◆ Stored records:
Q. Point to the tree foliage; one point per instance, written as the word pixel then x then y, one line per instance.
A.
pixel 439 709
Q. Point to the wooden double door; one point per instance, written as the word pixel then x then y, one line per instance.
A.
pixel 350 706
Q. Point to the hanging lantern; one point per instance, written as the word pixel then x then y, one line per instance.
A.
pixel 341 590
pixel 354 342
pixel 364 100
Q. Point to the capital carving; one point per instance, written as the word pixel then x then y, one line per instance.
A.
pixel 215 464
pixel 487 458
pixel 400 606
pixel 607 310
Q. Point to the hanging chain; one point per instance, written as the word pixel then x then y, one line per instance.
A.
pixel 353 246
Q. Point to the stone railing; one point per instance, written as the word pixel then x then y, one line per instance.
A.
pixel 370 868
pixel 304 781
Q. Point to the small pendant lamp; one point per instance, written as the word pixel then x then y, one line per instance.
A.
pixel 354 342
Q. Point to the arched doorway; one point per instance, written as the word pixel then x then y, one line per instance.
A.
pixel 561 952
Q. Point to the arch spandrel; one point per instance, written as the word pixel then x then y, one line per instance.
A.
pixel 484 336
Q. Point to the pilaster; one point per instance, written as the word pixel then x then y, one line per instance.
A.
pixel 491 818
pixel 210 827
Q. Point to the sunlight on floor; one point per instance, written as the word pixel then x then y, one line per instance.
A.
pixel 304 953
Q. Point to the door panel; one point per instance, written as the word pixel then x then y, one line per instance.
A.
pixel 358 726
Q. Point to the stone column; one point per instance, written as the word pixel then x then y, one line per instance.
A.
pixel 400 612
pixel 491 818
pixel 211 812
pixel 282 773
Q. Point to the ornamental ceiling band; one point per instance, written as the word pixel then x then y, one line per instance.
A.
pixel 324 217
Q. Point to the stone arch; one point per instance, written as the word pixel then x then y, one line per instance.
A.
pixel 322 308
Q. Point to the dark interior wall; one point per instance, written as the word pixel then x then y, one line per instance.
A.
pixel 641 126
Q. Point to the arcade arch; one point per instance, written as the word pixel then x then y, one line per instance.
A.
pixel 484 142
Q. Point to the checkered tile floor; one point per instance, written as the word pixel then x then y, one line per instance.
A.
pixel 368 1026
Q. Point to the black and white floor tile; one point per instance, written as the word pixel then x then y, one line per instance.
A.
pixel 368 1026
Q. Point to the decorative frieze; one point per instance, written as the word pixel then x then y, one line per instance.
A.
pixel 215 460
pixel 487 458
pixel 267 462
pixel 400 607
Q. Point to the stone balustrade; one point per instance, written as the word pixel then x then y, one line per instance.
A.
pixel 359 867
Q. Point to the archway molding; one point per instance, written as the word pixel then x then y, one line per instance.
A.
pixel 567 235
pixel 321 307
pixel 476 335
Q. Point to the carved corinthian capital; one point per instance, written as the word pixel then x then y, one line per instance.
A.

◆ Short problem: Could you express every line of the material above as a JSON list of strings, one string per line, with blank lines left out?

◆ Output for this task:
[
  "Q. Point to the tree foliage; one point per instance, written as the word pixel then x then y, one line per instance.",
  "A.",
  "pixel 439 709",
  "Q. Point to the wooden double door; one point per instance, written as the word pixel then x then y, one line per instance.",
  "A.",
  "pixel 350 706",
  "Q. Point to the hanging lantern; one point per instance, written as the word pixel then x then y, one line per instance.",
  "A.",
  "pixel 341 590",
  "pixel 354 342",
  "pixel 364 100",
  "Q. Point to the capital carving; one point per instance, written as the word pixel then x then y, one line per instance.",
  "A.",
  "pixel 215 464",
  "pixel 487 458",
  "pixel 400 606",
  "pixel 607 310",
  "Q. Point to the hanging chain; one point per instance, written as the word pixel then x then y, one line per instance.",
  "A.",
  "pixel 353 246",
  "Q. Point to the stone railing; one point per instance, written as the word pixel then x then y, one line per instance.",
  "A.",
  "pixel 370 868",
  "pixel 304 781",
  "Q. Point to the small pendant lamp; one point per instance, written as the word pixel then x then y, one line per instance.",
  "A.",
  "pixel 354 342",
  "Q. Point to the arched doorway; one point per instance, written as the word pixel then x then y, one line per instance.",
  "A.",
  "pixel 561 952",
  "Q. Point to the arch spandrel; one point per instance, written as the word pixel then x then y, one line per instance.",
  "A.",
  "pixel 484 336",
  "Q. Point to the pilaster; one point per instance, written as the word pixel then x then y, one line per instance.",
  "A.",
  "pixel 491 818",
  "pixel 210 827",
  "Q. Point to the sunlight on floor; one point per instance, written as the word pixel then x then y, one line per instance.",
  "A.",
  "pixel 304 953",
  "Q. Point to the door panel; one point per instance, written as the word pixel then x then y, one line per instance.",
  "A.",
  "pixel 358 726",
  "Q. Point to the stone column; one point per instance, written as the word pixel then x then y, one line per instance.",
  "A.",
  "pixel 400 612",
  "pixel 491 818",
  "pixel 211 812",
  "pixel 282 773",
  "Q. Point to the ornamental ceiling band; one point per instance, written as the word pixel then x then y, one line per instance.",
  "A.",
  "pixel 324 217",
  "Q. Point to the stone arch; one point per instance, written as the word pixel then x then y, one line per instance.",
  "A.",
  "pixel 322 308",
  "Q. Point to the dark interior wall; one point per instance, written as the word pixel then x then y, one line per instance.",
  "A.",
  "pixel 641 126",
  "Q. Point to the arcade arch; one point per instance, written as the word pixel then x then y, one line per instance.",
  "A.",
  "pixel 484 142",
  "Q. Point to the checkered tile floor; one point per instance, written as the word pixel then x then y, one line per instance.",
  "A.",
  "pixel 368 1026",
  "Q. Point to the black and white floor tile; one point per instance, written as the word pixel then x then y, one line per instance.",
  "A.",
  "pixel 368 1026",
  "Q. Point to the decorative frieze; one point per instance, written as the word pixel then x then y, one line per instance.",
  "A.",
  "pixel 215 460",
  "pixel 487 458",
  "pixel 267 462",
  "pixel 400 607",
  "Q. Point to the stone balustrade; one point per instance, written as the word pixel then x then y, one line per instance.",
  "A.",
  "pixel 359 867",
  "Q. Point to the archway molding; one point per instance, written as the word pixel then x then y, one line per instance.",
  "A.",
  "pixel 567 235",
  "pixel 321 307",
  "pixel 476 335",
  "Q. Point to the carved corinthian capital; one point per instance, written as the word pixel then x then y, one line per instance.",
  "A."
]